**OPDRACHT:**
Neem uit de rijen hieronder precies het stuk over dat loopt van de regel met "wheel in the photo above." tot en met de regel met "arch in the photo above.", zonder wijzigingen.

-=-=-

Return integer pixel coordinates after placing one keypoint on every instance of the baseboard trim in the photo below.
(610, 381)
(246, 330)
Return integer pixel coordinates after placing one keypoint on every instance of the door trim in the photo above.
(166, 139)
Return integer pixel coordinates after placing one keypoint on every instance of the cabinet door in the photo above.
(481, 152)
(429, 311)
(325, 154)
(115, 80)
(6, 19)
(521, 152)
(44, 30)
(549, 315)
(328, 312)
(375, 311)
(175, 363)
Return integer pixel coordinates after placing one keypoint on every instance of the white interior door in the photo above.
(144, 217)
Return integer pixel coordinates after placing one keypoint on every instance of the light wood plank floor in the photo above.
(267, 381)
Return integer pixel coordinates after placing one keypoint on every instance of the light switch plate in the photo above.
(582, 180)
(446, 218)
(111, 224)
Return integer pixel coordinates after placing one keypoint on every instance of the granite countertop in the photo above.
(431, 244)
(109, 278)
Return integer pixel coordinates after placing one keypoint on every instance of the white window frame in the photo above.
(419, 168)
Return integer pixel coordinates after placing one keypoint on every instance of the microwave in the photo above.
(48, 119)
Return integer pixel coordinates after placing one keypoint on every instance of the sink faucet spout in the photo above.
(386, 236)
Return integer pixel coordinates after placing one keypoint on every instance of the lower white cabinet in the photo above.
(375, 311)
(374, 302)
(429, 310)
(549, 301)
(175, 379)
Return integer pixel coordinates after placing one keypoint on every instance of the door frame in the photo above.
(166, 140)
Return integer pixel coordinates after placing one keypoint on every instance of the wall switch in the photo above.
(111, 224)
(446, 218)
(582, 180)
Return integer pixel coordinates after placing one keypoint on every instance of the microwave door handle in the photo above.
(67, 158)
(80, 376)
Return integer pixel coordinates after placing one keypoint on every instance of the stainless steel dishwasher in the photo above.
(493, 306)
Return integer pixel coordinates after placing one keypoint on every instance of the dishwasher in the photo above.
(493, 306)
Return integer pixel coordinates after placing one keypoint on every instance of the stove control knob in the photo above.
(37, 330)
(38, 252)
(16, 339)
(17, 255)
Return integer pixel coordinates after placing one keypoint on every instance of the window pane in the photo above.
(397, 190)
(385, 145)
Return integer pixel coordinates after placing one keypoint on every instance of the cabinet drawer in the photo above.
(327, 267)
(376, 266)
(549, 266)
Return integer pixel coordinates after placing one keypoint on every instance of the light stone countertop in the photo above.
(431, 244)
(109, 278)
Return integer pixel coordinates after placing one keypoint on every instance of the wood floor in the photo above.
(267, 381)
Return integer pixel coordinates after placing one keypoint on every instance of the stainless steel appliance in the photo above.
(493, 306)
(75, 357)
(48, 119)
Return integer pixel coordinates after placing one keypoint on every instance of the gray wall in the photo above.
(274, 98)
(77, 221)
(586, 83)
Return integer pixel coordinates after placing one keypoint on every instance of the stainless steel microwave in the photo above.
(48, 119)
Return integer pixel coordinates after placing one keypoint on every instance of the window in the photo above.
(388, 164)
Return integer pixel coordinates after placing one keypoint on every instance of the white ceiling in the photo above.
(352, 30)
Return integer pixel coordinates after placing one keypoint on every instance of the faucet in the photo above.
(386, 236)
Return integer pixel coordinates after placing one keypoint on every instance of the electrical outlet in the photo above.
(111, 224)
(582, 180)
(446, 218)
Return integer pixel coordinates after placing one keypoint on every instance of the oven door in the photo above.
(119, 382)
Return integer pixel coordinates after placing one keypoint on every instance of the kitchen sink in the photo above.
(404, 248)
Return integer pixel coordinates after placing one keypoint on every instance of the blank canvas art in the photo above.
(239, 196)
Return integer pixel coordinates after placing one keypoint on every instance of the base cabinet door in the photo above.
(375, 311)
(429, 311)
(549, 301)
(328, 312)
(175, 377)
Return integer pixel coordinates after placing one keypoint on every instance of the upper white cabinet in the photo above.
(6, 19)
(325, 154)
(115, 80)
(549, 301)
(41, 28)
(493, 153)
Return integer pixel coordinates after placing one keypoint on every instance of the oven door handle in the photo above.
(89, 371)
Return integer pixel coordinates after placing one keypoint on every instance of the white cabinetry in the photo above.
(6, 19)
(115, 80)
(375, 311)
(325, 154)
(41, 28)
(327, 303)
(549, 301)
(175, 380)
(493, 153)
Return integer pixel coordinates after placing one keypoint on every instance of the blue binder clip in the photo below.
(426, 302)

-=-=-

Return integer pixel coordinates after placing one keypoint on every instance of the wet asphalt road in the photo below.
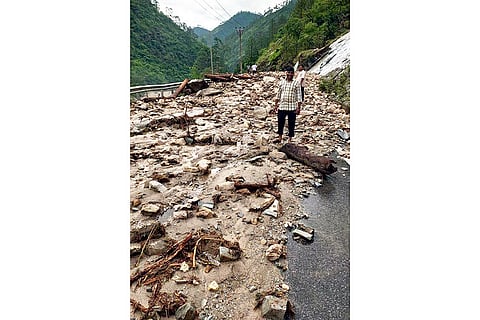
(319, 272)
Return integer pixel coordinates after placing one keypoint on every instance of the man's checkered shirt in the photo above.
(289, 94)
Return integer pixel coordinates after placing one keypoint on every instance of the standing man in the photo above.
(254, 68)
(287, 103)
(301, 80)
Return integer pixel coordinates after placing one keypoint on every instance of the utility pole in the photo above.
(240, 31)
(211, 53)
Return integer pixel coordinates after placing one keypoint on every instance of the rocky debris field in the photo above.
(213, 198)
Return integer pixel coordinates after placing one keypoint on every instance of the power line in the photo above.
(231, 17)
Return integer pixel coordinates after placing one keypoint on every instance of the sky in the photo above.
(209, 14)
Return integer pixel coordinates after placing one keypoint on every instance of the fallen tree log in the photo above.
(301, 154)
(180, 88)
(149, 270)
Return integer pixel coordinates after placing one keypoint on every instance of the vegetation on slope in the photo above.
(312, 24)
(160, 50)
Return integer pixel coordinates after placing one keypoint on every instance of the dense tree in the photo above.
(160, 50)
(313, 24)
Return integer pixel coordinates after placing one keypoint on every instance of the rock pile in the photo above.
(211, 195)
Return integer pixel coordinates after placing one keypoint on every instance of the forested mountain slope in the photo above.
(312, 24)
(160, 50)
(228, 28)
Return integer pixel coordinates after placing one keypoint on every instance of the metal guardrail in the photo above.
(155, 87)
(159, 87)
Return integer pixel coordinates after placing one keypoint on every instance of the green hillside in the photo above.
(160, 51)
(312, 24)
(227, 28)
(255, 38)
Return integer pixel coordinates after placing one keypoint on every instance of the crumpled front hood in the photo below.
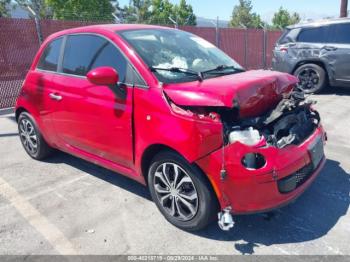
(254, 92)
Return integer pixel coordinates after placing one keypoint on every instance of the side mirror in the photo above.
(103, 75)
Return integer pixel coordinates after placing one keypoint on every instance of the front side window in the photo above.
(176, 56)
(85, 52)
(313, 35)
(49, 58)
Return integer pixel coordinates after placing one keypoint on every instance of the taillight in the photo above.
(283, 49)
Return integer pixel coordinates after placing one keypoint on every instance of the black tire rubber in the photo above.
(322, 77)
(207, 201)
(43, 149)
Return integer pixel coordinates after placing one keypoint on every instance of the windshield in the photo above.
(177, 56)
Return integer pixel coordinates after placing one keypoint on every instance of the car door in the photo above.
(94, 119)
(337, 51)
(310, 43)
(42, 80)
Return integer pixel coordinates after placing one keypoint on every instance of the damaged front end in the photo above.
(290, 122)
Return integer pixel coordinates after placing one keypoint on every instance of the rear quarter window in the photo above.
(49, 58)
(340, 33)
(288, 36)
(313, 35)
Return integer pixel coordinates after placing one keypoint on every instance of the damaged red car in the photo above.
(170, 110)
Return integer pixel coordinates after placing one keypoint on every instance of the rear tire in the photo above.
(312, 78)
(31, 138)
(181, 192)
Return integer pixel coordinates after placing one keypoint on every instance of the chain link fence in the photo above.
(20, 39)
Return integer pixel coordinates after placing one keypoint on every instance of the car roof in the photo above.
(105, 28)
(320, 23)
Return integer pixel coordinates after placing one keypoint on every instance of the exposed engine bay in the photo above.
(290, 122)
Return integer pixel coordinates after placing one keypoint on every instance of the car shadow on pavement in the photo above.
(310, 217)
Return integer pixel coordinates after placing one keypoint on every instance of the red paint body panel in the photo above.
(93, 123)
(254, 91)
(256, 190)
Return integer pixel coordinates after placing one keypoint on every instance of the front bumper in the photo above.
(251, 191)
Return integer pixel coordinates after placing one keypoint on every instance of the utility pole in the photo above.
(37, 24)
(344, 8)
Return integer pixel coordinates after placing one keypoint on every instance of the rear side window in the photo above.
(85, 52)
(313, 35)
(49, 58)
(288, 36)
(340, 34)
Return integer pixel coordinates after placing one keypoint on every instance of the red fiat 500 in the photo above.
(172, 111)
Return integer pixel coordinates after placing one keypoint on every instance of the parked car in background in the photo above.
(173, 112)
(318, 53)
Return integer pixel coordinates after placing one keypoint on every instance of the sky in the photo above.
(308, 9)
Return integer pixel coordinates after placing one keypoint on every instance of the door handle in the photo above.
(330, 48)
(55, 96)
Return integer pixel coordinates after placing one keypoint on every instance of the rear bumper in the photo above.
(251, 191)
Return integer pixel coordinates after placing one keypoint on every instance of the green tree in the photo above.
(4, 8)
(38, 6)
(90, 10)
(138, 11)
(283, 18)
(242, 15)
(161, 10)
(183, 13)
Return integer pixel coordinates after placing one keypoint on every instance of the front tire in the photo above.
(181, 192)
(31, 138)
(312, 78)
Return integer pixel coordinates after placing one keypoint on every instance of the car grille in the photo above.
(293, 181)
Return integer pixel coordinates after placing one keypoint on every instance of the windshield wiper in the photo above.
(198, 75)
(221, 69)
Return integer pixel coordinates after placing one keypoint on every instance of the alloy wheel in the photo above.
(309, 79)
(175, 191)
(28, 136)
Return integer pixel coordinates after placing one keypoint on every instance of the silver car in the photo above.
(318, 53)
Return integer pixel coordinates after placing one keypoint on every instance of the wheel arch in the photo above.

-=-=-

**RESULTAAT:**
Return integer pixel coordinates after placing one keypoint on every instance of the alloy wheel in the photo above.
(309, 79)
(175, 191)
(28, 136)
Return integer pixel coordinates after placing one keypoint on every instance of the silver car in the photo above.
(318, 53)
Return integer pixel coordinates after placing one keypoint on every instance of the wheel arch in the photo above.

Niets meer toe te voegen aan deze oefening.